**Page text**
□ □ □ □ □ □ □
How much pay = peak happiness?

https://www.huffpost.com/entry/map-happiness-benc…

The link above is from an article posted in 2017, but it is a great concept, what do all of you think about the salaries posted above? Would you say they are accurate (taking into account it is two years old) I for one find for my state this is way off in terms of actual happiness. While you can live in many of these areas for around this pay, it is not going to be in a great area/larger house. To me this just seems like average everything. What pay for your city would you deem reasonable?

 

That is true, however, I would consider myself to be happy now, but not content. Given my age/living arrangements I have plenty of money, and a ton of vacation time which makes me happy. However, once talking about having a family and what not the vacation time is a plus but the pay is definitely a stressor. I don't actually mind work and do like my job, and when I am feeling burnt out I just take a long weekend and recharge. Now, will I feel this way forever? No, but for now I would say I am happy.
□ □ □ □ □ □ □
**Set of tasks**
1: Answer from the salary-and-happiness discussion:
(a) In what year was the linked article posted?
(b) According to the second post, what happens when the talk turns to having a family?
(c) What does the second writer do when feeling burnt out?
2: List every question that the paragraph beginning "The link above" in the salary-and-happiness discussion puts to its readers.
3: Carry on the salary-and-happiness discussion from its final sentence, "Now, will I feel this way forever? No, but for now I would say I am happy."
The data that comes next plays no part in this work.
□ □ □ □ □ □ □
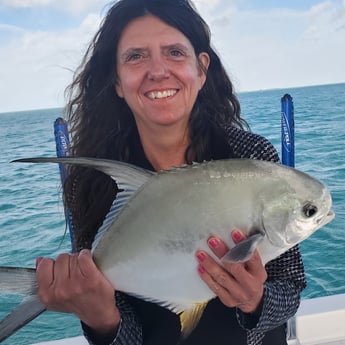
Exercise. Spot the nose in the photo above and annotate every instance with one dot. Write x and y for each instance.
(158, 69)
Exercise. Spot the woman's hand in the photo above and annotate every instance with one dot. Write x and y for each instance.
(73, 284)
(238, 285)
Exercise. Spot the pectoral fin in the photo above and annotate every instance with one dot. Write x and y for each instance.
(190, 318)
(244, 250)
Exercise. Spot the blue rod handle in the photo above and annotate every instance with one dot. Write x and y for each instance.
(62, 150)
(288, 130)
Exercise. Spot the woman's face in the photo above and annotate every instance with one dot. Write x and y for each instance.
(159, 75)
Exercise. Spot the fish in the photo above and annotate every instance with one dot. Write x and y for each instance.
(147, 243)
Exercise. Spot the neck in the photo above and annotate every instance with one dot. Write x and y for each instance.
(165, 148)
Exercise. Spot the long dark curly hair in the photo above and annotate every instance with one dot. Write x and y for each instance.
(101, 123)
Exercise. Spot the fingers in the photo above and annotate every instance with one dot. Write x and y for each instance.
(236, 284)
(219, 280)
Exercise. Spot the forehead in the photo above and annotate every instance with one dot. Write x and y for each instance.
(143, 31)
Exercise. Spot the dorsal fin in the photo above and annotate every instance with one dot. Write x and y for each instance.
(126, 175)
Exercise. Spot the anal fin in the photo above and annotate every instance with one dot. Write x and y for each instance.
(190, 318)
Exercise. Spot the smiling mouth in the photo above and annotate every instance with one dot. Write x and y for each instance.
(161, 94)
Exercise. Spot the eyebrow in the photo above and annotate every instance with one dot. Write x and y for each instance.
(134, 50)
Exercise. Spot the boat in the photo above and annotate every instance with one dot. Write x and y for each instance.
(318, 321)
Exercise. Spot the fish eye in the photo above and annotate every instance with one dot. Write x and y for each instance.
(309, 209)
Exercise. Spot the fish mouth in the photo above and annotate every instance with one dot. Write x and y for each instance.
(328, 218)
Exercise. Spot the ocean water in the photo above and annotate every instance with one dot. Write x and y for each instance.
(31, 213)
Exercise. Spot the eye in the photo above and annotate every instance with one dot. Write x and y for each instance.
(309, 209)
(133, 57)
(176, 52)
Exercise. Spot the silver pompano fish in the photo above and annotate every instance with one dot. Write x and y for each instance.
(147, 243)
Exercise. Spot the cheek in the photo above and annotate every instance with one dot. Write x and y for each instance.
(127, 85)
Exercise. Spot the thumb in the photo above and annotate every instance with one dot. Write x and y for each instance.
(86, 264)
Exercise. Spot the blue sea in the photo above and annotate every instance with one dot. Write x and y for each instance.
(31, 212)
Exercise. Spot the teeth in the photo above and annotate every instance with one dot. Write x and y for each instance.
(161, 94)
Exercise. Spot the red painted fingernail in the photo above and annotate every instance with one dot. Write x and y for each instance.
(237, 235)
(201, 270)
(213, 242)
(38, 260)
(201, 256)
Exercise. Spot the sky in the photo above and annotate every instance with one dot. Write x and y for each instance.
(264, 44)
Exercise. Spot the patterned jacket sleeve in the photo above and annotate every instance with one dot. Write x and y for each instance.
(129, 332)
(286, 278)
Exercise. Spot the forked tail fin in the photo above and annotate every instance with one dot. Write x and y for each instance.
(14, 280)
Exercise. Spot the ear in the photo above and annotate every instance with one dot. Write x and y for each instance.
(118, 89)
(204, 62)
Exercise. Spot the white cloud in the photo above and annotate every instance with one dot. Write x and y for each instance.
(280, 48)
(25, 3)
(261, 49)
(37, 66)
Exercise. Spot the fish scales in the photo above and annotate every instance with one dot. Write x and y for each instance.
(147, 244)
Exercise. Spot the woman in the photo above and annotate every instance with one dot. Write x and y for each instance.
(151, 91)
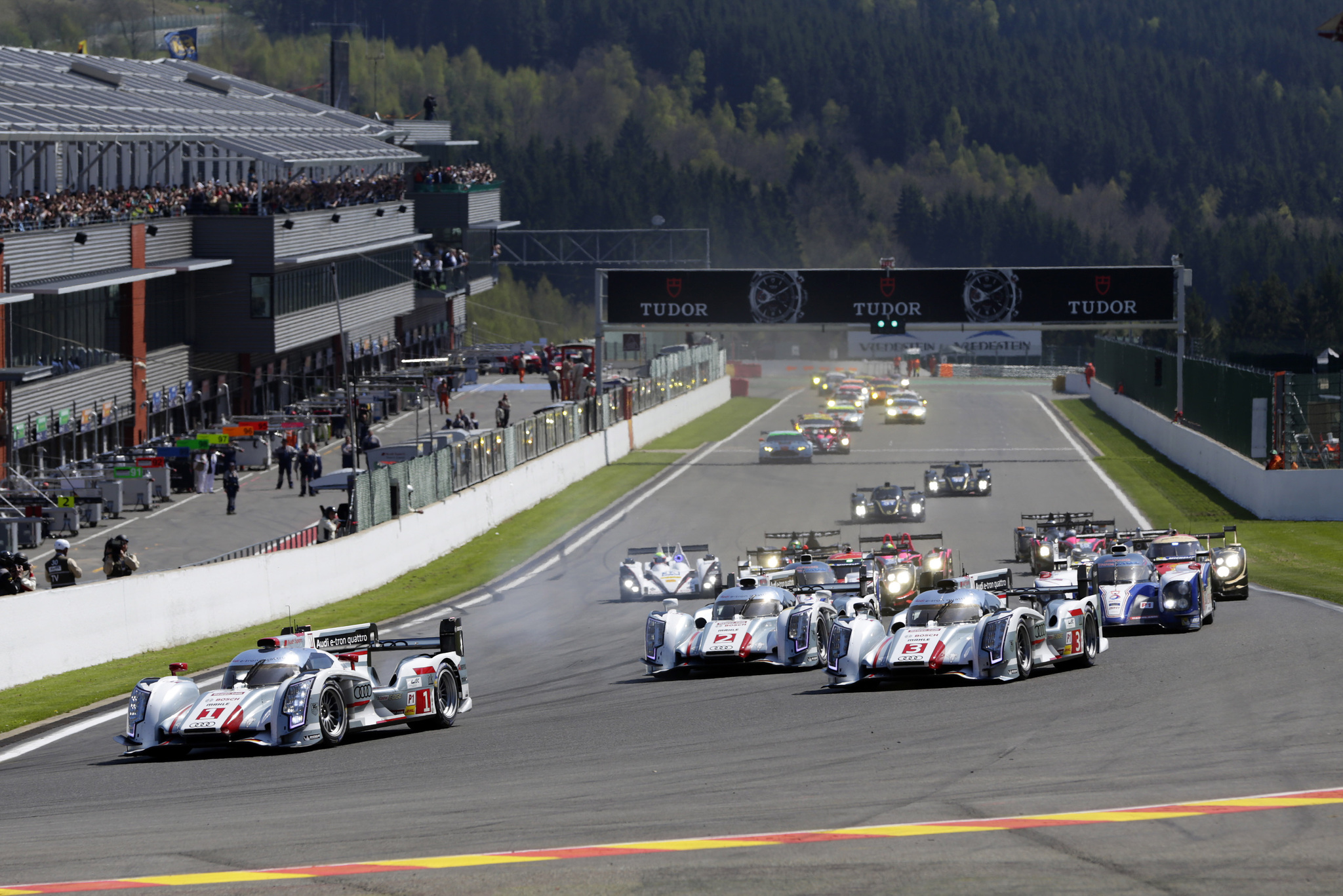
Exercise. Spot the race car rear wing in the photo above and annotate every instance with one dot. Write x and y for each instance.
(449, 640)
□ □ □ □ □ □ □
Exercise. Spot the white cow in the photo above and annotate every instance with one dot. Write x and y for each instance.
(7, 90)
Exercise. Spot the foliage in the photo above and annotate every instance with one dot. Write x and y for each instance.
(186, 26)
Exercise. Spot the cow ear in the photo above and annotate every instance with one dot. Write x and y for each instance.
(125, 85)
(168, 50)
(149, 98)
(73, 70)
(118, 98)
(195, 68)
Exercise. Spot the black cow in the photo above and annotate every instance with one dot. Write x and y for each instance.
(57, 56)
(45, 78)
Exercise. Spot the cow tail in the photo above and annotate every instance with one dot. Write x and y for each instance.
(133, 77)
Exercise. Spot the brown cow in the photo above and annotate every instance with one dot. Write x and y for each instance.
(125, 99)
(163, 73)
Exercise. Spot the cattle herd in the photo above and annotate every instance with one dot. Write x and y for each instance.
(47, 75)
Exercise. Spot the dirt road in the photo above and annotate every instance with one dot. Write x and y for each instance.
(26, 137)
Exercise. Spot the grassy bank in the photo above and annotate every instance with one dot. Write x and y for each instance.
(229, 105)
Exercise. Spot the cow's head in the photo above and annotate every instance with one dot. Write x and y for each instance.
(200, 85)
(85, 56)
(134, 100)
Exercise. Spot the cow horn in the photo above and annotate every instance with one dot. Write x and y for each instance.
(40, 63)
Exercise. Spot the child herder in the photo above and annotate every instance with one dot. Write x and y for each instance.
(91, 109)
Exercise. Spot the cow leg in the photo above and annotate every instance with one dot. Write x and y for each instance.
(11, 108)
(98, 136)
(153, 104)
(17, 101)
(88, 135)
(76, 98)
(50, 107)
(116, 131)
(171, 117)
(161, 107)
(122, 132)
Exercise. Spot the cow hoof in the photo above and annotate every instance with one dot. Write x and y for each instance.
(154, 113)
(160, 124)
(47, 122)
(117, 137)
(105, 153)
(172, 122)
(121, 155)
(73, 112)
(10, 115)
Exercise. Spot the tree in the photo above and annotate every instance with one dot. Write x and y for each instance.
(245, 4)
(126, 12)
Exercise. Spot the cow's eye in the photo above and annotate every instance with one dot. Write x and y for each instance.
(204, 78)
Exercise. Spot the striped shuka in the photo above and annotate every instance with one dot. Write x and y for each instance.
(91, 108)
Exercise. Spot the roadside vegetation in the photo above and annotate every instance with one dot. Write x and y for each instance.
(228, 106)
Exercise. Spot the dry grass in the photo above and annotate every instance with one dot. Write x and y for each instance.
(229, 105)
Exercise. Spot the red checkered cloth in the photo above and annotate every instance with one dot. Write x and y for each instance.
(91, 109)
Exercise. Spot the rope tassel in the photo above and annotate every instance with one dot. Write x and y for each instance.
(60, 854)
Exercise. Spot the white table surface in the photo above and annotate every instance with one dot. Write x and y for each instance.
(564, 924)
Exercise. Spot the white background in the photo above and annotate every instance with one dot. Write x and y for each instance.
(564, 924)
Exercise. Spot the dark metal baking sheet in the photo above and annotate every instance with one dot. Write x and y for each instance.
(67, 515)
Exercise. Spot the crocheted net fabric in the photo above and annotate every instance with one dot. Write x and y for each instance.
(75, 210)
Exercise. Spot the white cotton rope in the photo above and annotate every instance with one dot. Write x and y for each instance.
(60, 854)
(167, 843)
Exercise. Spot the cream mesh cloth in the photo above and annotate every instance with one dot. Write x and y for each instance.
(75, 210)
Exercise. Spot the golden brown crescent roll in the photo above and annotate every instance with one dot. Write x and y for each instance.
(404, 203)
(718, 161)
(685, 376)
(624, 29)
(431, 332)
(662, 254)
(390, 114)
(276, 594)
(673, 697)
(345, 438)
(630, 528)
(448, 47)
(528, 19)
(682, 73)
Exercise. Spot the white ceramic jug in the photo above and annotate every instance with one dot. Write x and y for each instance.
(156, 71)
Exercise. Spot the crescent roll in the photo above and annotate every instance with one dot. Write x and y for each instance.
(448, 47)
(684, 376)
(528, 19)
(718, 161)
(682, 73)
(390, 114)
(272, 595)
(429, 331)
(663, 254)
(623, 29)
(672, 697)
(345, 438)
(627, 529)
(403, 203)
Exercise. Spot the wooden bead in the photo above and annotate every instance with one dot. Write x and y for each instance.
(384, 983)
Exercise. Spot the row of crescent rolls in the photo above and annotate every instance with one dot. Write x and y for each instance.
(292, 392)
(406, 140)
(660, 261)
□ □ □ □ □ □ □
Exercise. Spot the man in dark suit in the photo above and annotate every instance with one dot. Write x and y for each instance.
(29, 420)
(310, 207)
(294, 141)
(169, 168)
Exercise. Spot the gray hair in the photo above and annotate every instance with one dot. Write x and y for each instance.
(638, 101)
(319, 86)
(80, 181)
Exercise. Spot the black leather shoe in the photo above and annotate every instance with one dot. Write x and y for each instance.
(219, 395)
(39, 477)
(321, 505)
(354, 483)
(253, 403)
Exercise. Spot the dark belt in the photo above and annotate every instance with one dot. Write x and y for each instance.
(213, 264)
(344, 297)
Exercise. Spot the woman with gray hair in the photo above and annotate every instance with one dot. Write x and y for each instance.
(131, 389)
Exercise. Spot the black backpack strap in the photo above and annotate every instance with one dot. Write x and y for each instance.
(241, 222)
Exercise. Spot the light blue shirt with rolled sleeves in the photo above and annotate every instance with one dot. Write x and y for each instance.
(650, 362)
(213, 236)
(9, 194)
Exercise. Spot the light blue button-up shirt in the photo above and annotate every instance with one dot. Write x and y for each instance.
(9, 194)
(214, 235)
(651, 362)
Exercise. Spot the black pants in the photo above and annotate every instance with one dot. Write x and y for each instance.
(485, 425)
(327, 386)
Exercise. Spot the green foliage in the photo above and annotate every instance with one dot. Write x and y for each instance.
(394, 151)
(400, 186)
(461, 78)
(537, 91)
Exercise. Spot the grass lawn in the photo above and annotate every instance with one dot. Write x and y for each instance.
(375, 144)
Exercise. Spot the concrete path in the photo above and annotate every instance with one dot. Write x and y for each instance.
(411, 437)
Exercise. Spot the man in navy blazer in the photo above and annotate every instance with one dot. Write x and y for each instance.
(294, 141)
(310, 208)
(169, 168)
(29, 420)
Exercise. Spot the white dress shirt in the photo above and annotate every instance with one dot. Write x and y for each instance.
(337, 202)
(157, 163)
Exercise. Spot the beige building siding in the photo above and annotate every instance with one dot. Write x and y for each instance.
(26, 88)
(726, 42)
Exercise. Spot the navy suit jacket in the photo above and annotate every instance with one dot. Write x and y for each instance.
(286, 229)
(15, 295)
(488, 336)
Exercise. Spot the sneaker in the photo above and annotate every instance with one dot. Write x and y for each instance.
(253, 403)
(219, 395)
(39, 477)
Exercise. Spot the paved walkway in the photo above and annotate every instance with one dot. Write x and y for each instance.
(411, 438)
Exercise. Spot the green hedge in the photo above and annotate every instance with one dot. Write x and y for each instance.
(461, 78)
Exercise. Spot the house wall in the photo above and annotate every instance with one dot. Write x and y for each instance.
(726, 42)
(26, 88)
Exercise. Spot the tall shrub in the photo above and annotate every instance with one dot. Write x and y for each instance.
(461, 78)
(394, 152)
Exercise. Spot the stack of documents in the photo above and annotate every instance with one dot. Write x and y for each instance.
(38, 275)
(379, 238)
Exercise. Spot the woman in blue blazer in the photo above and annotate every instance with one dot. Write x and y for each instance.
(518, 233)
□ □ □ □ □ □ □
**Expected results**
1:
(a) 2017.
(b) The vacation time is a plus, but the pay is definitely a stressor.
(c) Takes a long weekend and recharges.

2:
- What do all of you think about the salaries posted above?
- Would you say they are accurate (taking into account it is two years old)
- What pay for your city would you deem reasonable?

3:
What? You can definitely be happy and still trade time for money. And you can be profoundly unhappy while being independently wealthy.

The real answer is happiness and income/assets are uncorrelated.

Be excellent to each other, and party on, dudes.
 

I have read this in multiple locations that there is an income level associated with "peak happiness". If you make that amount it is enough to cover all bills to the point of not stressing about how you will pay them, and then anything more than that is just extra and/or a negative. I don't buy into this philosophy but to say it is entirely uncorrelated is definitely untrue. I can say when my family growing up was poor, we were certainly unhappy when we were facing eviction every other month (due to high levels of stress). I believe money to an extent correlates with happiness in the peace of mind. I would not be happy if I was falling behind financially and I would not be any happier than I am now if I had a million dollars is kind of the idea.

 

That is more what I was going for...it doesn't matter. Put differently, you should be able to achieve peak happiness while earning $0. More precisely, if you measured happiness per $ earned, it would be happiness/0, which is undefined.

Everything has an opportunity cost. Once you define your happiness by the opportunity cost, you will always lose it.

 
“Naval Ravinkant”:
Money will solve all of your money problems.

This sounds so simple and dumb, but it really encompasses this. When you have money problems, money solves that and makes you happier. When you finally cross that threshold of money problems, money stops generating as much happiness.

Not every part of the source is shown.